Once we arrived we got to meet the famous potty shed and
wow, is it worth meeting! It even has windows with curtains. Later on, however,
Sally discovered that women should not use the potty shed with phones in their
pockets.
No lasting ill-effects for the phone, fortunately, and Sally didn’t
seem to traumatized either. We spent a while setting up our tent, then went for
a walk to the “front porch”, an overlook. It has lots of “measles rocks”, aka rocks
with concretions, and tilted rock beds, and a great view. Altogether
satisfactory.
Meanwhile, thunderclouds were building up all around. Bill &
Sally had brought a sun shelter, so we set it up over the picnic table (that
Bill built) and started to have dinner. It was getting wetter and windier, so
we tied the shelter down to four cinderblocks. And then a giant wind came! It
blew over the wine glass and the wine bottle and the container with the salad
in it! We’d all leapt up to hold onto the poles, so the shelter didn’t blow
away, but I did have a momentary vision of myself clinging to the pole as I
sailed up and over the landscape. All the tents survived, although I watched
ours get pretty flat. Then the gust subsided and everything was back to normal,
and the rain moved off and we opened another bottle of wine. We ate cookies and
gummy things and drank wine and chatted as it got darker and slowly began to
clear up.

(Pointing dataset records)
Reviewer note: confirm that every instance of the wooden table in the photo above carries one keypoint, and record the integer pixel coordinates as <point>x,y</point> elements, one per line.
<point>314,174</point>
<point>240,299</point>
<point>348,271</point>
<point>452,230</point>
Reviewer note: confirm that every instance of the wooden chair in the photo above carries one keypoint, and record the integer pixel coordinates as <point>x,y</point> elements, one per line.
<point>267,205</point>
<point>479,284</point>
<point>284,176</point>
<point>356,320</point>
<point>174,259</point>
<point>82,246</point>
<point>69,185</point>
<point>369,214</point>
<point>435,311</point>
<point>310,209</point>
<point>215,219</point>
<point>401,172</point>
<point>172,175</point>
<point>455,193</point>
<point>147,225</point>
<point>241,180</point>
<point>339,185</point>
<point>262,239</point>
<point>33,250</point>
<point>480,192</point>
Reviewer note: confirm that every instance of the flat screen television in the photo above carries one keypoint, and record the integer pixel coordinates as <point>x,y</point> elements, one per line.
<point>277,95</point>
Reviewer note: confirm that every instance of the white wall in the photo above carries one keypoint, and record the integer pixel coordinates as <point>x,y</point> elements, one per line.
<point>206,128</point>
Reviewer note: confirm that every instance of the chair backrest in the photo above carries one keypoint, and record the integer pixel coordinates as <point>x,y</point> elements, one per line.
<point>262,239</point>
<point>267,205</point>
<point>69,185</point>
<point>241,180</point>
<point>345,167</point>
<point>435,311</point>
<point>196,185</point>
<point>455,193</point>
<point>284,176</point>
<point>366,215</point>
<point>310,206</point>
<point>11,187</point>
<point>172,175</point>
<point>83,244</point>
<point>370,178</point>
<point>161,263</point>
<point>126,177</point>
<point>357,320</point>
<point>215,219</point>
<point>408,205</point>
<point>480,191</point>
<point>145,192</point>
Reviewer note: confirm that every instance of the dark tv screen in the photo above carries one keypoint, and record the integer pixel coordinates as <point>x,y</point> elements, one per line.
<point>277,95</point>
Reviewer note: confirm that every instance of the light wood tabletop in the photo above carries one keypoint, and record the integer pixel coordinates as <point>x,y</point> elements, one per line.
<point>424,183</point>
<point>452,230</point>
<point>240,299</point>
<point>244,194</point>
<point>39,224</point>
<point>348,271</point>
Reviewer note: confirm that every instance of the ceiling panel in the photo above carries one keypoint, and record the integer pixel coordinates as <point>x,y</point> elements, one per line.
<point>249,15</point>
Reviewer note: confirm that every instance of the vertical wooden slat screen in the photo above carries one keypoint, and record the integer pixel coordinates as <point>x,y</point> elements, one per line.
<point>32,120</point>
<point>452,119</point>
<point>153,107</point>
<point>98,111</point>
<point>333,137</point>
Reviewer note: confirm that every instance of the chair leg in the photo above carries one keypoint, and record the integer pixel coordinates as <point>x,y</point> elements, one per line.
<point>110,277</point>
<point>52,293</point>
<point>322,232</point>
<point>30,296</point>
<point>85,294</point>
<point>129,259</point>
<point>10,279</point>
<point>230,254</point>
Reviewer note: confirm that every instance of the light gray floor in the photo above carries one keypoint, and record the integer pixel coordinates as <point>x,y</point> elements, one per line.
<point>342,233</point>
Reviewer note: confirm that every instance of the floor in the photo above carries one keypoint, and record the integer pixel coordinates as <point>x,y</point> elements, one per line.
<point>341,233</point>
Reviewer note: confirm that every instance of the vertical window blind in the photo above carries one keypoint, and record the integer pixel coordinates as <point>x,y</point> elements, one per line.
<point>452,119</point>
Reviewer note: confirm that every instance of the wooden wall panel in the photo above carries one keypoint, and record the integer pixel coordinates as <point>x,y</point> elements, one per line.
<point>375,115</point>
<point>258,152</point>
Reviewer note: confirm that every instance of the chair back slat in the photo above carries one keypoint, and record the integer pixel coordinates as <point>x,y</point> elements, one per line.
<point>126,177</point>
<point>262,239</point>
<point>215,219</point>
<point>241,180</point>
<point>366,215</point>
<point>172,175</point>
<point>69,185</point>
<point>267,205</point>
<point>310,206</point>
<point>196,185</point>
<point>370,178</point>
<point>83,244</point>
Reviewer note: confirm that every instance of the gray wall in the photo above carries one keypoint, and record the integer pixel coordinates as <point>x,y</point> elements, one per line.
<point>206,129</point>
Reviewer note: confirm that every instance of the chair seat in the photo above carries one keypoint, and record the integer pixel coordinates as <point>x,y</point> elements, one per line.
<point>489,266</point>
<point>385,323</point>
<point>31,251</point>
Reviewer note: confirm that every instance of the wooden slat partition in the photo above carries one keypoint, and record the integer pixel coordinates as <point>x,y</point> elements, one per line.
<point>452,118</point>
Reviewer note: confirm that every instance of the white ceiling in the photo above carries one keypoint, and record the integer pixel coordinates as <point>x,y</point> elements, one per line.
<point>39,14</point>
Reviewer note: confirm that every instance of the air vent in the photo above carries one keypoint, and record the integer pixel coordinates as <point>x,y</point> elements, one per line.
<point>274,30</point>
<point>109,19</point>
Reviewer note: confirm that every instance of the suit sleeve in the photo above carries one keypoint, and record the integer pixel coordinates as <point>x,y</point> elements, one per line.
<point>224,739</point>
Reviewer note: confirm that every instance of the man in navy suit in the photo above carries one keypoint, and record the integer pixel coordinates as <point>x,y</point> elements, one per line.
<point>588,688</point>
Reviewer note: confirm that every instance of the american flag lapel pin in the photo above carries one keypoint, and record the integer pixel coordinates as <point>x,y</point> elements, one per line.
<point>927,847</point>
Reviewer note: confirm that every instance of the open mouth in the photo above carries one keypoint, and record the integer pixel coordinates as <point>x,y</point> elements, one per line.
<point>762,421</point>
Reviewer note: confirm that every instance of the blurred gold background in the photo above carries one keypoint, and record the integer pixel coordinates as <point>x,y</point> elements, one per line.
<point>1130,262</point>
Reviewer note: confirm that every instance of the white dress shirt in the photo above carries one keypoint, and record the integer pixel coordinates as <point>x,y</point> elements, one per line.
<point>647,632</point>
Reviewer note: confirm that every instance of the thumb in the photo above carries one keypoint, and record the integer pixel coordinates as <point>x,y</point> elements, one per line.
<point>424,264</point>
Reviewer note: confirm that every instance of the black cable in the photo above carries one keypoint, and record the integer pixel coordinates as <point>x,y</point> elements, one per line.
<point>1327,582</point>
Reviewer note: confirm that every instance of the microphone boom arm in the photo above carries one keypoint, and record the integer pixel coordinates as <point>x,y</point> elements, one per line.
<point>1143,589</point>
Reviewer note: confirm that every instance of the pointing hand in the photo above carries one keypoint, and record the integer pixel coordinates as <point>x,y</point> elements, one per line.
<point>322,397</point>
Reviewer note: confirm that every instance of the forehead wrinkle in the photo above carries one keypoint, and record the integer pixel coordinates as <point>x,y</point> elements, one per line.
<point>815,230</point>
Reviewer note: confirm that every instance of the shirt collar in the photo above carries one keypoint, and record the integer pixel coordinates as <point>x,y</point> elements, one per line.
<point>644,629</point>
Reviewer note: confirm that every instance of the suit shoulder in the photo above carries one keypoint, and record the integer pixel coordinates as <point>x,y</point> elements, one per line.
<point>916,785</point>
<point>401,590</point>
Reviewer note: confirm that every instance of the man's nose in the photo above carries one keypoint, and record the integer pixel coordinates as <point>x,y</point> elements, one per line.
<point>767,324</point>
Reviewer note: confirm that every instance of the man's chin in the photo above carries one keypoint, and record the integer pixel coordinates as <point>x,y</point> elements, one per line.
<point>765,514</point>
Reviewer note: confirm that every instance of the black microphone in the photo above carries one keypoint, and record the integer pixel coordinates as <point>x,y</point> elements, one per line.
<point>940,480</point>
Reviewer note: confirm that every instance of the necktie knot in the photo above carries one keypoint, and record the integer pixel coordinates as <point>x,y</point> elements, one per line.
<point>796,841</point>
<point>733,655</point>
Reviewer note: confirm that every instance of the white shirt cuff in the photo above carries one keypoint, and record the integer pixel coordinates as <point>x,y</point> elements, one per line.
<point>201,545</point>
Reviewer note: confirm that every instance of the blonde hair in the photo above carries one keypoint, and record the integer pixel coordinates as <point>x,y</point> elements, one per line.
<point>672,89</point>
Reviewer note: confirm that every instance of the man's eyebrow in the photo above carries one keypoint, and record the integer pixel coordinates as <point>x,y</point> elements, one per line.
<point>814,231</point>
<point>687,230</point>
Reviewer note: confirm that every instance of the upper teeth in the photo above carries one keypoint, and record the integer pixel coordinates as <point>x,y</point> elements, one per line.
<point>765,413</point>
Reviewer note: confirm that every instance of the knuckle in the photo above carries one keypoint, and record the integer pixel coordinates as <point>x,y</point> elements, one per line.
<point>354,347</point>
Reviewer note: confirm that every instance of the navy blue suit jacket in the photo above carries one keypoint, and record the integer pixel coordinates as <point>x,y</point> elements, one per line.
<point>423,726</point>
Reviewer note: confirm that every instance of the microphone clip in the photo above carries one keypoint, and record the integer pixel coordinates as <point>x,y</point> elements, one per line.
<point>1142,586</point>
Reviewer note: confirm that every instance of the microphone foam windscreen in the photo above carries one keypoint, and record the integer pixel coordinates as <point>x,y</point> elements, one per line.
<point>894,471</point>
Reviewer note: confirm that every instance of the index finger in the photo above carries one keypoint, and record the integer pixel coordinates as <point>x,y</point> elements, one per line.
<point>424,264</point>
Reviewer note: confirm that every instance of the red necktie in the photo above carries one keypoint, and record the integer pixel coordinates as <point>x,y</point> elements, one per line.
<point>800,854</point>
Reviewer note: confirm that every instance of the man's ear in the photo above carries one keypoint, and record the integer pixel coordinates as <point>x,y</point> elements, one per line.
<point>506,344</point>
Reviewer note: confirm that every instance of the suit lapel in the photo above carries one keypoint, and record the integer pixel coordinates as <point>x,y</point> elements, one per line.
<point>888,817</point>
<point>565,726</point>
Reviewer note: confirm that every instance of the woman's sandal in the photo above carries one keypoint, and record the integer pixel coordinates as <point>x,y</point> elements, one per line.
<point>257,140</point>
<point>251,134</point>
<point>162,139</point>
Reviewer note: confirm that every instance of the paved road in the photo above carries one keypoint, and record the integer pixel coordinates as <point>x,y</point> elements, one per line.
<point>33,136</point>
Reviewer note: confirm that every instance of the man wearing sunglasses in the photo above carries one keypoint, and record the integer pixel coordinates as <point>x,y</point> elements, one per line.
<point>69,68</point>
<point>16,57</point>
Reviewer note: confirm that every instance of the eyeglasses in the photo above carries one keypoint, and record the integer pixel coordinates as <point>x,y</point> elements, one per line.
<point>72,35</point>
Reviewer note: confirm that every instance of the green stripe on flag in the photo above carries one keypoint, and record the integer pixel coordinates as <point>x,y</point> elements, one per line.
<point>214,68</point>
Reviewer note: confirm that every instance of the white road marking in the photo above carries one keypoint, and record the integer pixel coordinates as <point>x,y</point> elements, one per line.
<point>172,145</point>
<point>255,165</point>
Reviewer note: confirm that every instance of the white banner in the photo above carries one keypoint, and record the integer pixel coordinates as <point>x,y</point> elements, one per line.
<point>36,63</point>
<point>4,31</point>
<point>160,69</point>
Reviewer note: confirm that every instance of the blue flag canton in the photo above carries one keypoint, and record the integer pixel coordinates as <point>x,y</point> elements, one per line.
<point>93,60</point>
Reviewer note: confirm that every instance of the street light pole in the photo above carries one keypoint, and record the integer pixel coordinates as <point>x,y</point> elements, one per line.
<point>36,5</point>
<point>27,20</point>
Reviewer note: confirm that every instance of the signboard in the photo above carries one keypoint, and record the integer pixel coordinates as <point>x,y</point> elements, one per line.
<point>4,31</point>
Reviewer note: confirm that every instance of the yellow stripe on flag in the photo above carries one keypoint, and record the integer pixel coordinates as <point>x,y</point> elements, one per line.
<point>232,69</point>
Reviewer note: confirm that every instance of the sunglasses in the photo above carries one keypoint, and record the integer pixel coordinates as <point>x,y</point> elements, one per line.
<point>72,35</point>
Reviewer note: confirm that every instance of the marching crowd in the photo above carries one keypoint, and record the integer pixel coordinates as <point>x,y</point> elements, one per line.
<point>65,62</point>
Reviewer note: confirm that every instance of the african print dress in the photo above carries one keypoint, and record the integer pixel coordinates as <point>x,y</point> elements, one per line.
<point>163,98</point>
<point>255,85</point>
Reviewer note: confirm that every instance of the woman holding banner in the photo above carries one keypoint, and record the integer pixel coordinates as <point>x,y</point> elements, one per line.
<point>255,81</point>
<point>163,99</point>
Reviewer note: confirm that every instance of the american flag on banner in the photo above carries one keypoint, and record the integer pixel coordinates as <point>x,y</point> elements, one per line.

*What this exercise asks*:
**1)** Can you write down the part of the camping trip account that begins with the words containing "Once we arrived" and ends with "satisfactory."?
**2)** Could you pick up the camping trip account after its last sentence and carry the story on from there?

*Task answers*:
**1)**
Once we arrived we got to meet the famous potty shed and
wow, is it worth meeting! It even has windows with curtains. Later on, however,
Sally discovered that women should not use the potty shed with phones in their
pockets.
No lasting ill-effects for the phone, fortunately, and Sally didn’t
seem to traumatized either. We spent a while setting up our tent, then went for
a walk to the “front porch”, an overlook. It has lots of “measles rocks”, aka rocks
with concretions, and tilted rock beds, and a great view. Altogether
satisfactory.

**2)**
Once it was dark we noticed an amazing sight – the line ofcars heading for Muddy Gap and Casper. They were still coming in when we went
to bed after 10, and Sally said they were still coming in when she got up at 6. Eventually some big enough holes opened up the clouds, and Dave introduced
Bill and Sally to observing. It was a
great night for it, with no moon (of course!) and both Saturn and Jupiter
visible. Josh and Dave enjoyed tour guiding through their favorite objects.
Then it was bedtime, and after discovering the that slope was sloppier than we
thought and there was a bad lump on Dave’s side, we swapped all of the setup to
the other sides (the lump wasn’t in a place that bothered me) and unzipped our
sleeping bags to sleep directly on the pads (less slidy that having the
sleeping bags on the pads). We both slept surprisingly well, except for the
part where I woke up thinking it was raining and something was trying to eat
the tent.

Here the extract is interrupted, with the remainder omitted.